> _DIRECTIONS_
Format the lines below as a numbered list, starting with the line that contains "Can you find the runway?" and running through the final line, both ends included, and leave out any blank lines.

— start STORED RECORDS —

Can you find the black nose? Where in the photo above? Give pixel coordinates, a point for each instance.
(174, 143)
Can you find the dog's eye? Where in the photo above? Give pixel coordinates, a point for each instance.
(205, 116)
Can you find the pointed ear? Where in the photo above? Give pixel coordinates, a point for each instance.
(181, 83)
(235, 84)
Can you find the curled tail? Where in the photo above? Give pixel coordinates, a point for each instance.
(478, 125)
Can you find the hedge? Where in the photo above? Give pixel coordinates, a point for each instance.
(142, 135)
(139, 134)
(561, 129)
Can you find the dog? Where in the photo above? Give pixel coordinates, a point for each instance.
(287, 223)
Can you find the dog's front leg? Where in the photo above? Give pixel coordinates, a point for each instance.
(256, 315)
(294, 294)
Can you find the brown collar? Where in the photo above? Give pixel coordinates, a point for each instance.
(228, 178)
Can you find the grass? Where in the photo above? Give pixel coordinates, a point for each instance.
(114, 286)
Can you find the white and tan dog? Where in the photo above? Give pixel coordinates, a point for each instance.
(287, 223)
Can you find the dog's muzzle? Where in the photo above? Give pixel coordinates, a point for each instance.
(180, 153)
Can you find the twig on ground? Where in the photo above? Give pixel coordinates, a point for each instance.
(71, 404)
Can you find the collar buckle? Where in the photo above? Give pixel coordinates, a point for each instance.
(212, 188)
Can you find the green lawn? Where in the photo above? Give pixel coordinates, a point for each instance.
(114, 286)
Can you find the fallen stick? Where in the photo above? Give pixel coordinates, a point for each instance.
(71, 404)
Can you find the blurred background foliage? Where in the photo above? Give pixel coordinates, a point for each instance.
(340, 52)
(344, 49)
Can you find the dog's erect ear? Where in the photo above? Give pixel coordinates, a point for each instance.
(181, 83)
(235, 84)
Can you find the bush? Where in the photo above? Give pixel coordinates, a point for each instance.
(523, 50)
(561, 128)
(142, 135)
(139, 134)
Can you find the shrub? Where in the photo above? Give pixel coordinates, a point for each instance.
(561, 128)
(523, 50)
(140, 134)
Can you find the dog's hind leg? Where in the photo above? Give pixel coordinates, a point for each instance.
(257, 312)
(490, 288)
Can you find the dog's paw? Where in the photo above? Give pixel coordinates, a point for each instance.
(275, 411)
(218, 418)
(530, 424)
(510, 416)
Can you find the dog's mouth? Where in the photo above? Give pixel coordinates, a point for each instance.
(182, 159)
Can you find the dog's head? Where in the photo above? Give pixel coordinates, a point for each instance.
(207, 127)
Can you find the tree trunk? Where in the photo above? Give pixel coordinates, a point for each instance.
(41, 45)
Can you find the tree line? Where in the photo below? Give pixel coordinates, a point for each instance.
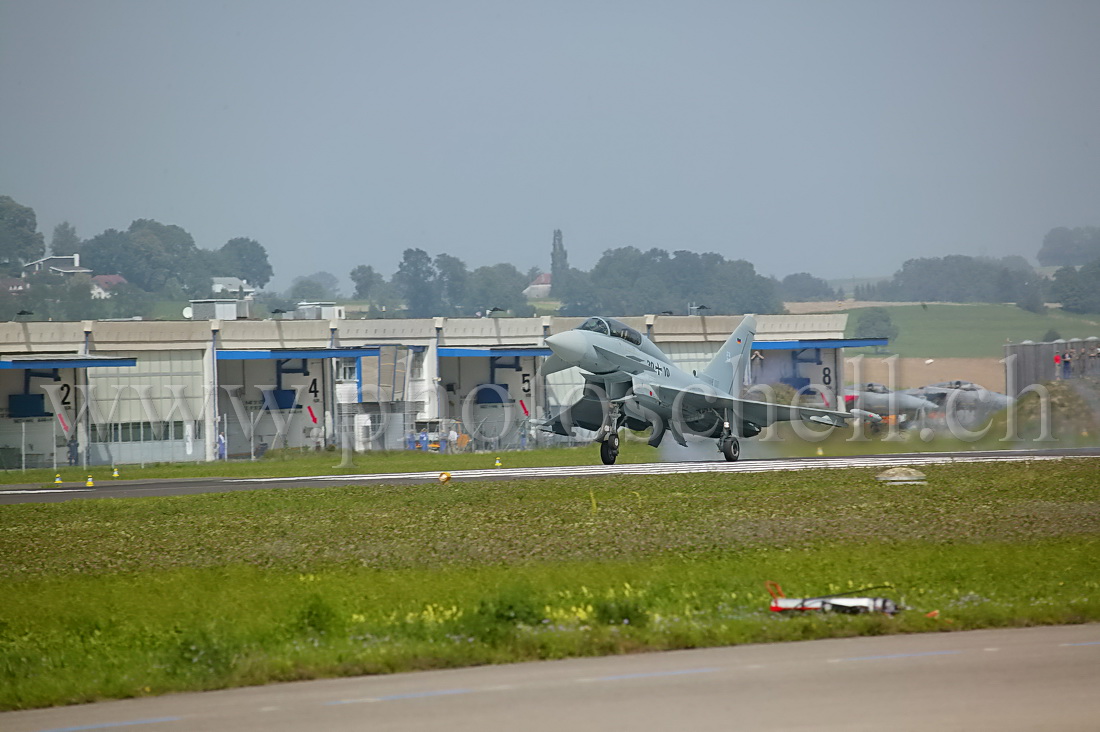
(157, 261)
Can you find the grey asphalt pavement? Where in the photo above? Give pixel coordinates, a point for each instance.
(1038, 678)
(113, 489)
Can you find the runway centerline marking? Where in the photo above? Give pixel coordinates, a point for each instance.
(644, 675)
(897, 655)
(108, 725)
(398, 697)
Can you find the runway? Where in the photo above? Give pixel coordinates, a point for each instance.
(183, 487)
(1037, 678)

— end STORED RECORDS —

> _REPLY TO THE TASK_
1. Can you find the runway? Where in the photo above? Give pixel coordinates, a point for each instance.
2. (183, 487)
3. (1037, 678)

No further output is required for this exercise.